* EXERCISE BRIEF: Return the complete listing that follows, with each line reproduced exactly.

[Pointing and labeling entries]
^^^^^^^^

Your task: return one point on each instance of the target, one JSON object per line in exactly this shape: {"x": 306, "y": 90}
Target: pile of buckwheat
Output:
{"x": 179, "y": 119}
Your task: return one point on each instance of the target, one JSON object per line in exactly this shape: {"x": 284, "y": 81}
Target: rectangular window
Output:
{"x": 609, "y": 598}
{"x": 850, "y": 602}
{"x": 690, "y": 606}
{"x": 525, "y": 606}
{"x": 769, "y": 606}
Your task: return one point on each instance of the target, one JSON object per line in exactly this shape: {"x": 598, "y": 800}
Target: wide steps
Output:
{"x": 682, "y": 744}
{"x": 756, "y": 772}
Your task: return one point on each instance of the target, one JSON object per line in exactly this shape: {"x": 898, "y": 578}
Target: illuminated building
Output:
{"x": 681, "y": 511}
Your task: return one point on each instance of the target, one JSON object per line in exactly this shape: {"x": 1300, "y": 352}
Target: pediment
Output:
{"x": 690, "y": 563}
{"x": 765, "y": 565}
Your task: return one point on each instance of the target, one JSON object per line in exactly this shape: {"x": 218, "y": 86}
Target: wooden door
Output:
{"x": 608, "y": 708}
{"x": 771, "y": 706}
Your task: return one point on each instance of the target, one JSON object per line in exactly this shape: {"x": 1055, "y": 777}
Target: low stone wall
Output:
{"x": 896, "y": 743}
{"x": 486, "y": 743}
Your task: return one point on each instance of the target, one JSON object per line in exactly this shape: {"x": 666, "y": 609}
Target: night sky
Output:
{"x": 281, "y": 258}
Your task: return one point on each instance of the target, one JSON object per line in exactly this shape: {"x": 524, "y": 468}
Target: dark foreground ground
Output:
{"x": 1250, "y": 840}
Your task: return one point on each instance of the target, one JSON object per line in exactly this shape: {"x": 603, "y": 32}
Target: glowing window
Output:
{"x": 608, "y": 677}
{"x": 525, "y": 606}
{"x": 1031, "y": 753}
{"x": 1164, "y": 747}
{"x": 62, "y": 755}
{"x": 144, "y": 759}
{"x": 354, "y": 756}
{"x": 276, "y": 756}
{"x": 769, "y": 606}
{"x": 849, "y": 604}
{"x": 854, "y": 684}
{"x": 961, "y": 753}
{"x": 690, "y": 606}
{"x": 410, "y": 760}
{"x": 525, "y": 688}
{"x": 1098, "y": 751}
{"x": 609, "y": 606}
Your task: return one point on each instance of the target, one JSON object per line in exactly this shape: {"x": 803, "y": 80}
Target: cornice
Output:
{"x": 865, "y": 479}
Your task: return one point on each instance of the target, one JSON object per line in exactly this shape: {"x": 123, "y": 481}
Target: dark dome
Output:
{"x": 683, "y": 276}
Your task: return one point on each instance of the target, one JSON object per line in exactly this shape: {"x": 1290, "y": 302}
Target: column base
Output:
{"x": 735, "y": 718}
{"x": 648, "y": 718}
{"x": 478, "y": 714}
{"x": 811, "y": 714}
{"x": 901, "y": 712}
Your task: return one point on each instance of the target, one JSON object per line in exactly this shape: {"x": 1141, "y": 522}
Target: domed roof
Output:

^^^^^^^^

* RESULT FOR THIS EXERCISE:
Your task: return one point on each instance of the target, one JSON object per line in exactly this shape: {"x": 306, "y": 90}
Target: pile of buckwheat
Output:
{"x": 179, "y": 119}
Your task: return one point on each instance of the target, one JSON object per line in exactly this shape: {"x": 284, "y": 81}
Target: rectangular window
Output:
{"x": 609, "y": 598}
{"x": 850, "y": 602}
{"x": 690, "y": 606}
{"x": 525, "y": 606}
{"x": 769, "y": 606}
Your task: return one point on each instance of the target, one JSON object per line in exactly this shape: {"x": 598, "y": 800}
Target: wide steps
Output:
{"x": 682, "y": 744}
{"x": 756, "y": 772}
Your task: return one point on each instance of the target, one JSON object per line in exactly this shape: {"x": 898, "y": 578}
Target: illuminated building
Output:
{"x": 681, "y": 511}
Your task: return one point on each instance of the target, one JSON object per line in exactly this shape: {"x": 1300, "y": 352}
Target: pediment
Output:
{"x": 690, "y": 563}
{"x": 765, "y": 565}
Your task: return one point on each instance of the target, one JSON object per line in exactly this shape: {"x": 218, "y": 86}
Target: wooden door
Output:
{"x": 608, "y": 708}
{"x": 771, "y": 706}
Your task: return one point on each instance of the target, one JSON object per line in exactly this shape: {"x": 1055, "y": 777}
Target: low stone wall
Output:
{"x": 896, "y": 743}
{"x": 486, "y": 743}
Your task: return one point on each instance of the target, one JSON object per line in exactly this shape: {"x": 666, "y": 609}
Target: night sky
Output:
{"x": 281, "y": 258}
Your task: return one point on each instance of the target, one JSON object per line in exactly this shape: {"x": 524, "y": 468}
Target: dark foreground ground
Output:
{"x": 1250, "y": 840}
Your task: return one point on each instance of the target, one JSON object per line in exactly this shape: {"x": 603, "y": 32}
Target: glowing window
Output:
{"x": 608, "y": 677}
{"x": 525, "y": 606}
{"x": 1031, "y": 753}
{"x": 1164, "y": 747}
{"x": 62, "y": 755}
{"x": 144, "y": 759}
{"x": 354, "y": 756}
{"x": 276, "y": 756}
{"x": 769, "y": 606}
{"x": 849, "y": 604}
{"x": 854, "y": 684}
{"x": 961, "y": 753}
{"x": 690, "y": 606}
{"x": 410, "y": 760}
{"x": 525, "y": 688}
{"x": 1098, "y": 751}
{"x": 609, "y": 606}
Your task: return one point on each instance of the target, one JSON object per line in exactly this shape: {"x": 803, "y": 80}
Target: cornice
Output:
{"x": 865, "y": 479}
Your task: return one point on each instance of the target, one JSON object per line in exactly this shape: {"x": 123, "y": 481}
Target: dark dome
Output:
{"x": 683, "y": 276}
Your task: return one point on each instance of the target, one JSON object per line in exactly this shape: {"x": 1290, "y": 302}
Target: column base
Output:
{"x": 735, "y": 718}
{"x": 648, "y": 718}
{"x": 478, "y": 714}
{"x": 811, "y": 714}
{"x": 901, "y": 712}
Your task: return one point on each instance of the target, one JSON object per line in exactly this shape: {"x": 1141, "y": 522}
Target: domed roof
Output:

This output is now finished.